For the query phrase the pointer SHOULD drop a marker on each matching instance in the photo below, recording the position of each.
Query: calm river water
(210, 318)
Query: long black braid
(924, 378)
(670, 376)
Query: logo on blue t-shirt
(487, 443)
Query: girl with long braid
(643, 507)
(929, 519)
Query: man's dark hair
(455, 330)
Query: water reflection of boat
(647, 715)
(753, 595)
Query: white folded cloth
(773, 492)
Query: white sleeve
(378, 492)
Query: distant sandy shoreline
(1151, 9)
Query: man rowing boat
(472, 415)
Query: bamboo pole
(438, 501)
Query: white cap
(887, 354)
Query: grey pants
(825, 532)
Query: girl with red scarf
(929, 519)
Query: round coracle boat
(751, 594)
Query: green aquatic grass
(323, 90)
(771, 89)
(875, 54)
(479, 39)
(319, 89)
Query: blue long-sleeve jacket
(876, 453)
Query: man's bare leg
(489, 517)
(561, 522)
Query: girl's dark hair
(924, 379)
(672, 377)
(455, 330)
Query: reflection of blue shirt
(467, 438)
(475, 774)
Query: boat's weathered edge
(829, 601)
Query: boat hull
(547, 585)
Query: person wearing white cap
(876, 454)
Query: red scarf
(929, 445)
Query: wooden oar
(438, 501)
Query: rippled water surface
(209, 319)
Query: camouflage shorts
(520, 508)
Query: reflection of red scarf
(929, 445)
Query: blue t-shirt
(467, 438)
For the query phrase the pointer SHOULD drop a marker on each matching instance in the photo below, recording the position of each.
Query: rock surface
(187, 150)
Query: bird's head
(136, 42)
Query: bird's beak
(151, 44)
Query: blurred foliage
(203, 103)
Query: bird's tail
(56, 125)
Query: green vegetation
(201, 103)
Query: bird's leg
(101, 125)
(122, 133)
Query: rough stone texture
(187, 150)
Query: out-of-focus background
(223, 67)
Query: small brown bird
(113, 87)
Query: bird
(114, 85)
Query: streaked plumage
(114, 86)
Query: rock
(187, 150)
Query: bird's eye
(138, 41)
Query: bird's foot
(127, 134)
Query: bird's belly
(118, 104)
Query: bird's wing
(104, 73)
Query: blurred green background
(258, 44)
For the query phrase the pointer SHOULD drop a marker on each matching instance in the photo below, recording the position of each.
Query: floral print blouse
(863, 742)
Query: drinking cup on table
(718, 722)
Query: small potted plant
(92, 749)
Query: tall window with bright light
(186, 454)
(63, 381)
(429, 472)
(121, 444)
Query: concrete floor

★ ★ ★ ★ ★ ★ ★

_ABOUT THIS EXERCISE:_
Transcribe all of the data exactly, leaving no line out.

_FINAL ANSWER:_
For the query phrase the pointer SHOULD drop a marker on each matching instance in the photo below, recording the position of each.
Query: calm river water
(210, 318)
Query: long black braid
(924, 378)
(670, 376)
Query: logo on blue t-shirt
(487, 443)
Query: girl with long braid
(643, 507)
(929, 519)
Query: man's dark hair
(455, 330)
Query: water reflection of boat
(647, 715)
(753, 595)
Query: white folded cloth
(773, 492)
Query: white sleeve
(378, 492)
Query: distant sandy shoreline
(1151, 9)
Query: man rowing boat
(472, 415)
Query: bamboo pole
(438, 501)
Query: white cap
(887, 354)
Query: grey pants
(825, 532)
Query: girl with red scarf
(929, 519)
Query: round coracle boat
(751, 594)
Query: green aquatic grass
(323, 90)
(771, 89)
(875, 54)
(479, 39)
(319, 89)
Query: blue long-sleeve jacket
(876, 453)
Query: man's bare leg
(489, 517)
(561, 522)
Query: girl's dark hair
(924, 379)
(672, 377)
(455, 330)
Query: reflection of blue shirt
(467, 438)
(475, 774)
Query: boat's weathered edge
(829, 601)
Query: boat hull
(547, 585)
Query: person wearing white cap
(876, 454)
Query: red scarf
(929, 445)
Query: wooden oar
(438, 501)
Query: rippled water surface
(209, 319)
Query: camouflage shorts
(520, 508)
Query: reflection of red scarf
(929, 445)
Query: blue t-shirt
(467, 438)
For the query phrase the pointer SHOULD drop a marker on each matching instance in the photo below, recording the position of each.
Query: rock surface
(187, 150)
Query: bird's head
(136, 42)
Query: bird's beak
(151, 44)
Query: blurred foliage
(203, 103)
Query: bird's tail
(56, 125)
Query: green vegetation
(201, 103)
Query: bird's leg
(101, 125)
(122, 133)
Query: rough stone texture
(187, 150)
Query: out-of-focus background
(223, 67)
Query: small brown bird
(113, 87)
Query: bird
(114, 85)
Query: streaked plumage
(114, 86)
Query: rock
(187, 150)
Query: bird's eye
(138, 41)
Query: bird's foot
(127, 134)
Query: bird's belly
(118, 104)
Query: bird's wing
(104, 73)
Query: blurred green background
(258, 44)
For the query phrase the pointer SHOULD drop a marker on each matching instance in the photo below, recording the position of each.
Query: floral print blouse
(863, 742)
Query: drinking cup on table
(718, 722)
Query: small potted plant
(92, 749)
Query: tall window with bright light
(186, 454)
(63, 381)
(429, 472)
(121, 444)
Query: concrete floor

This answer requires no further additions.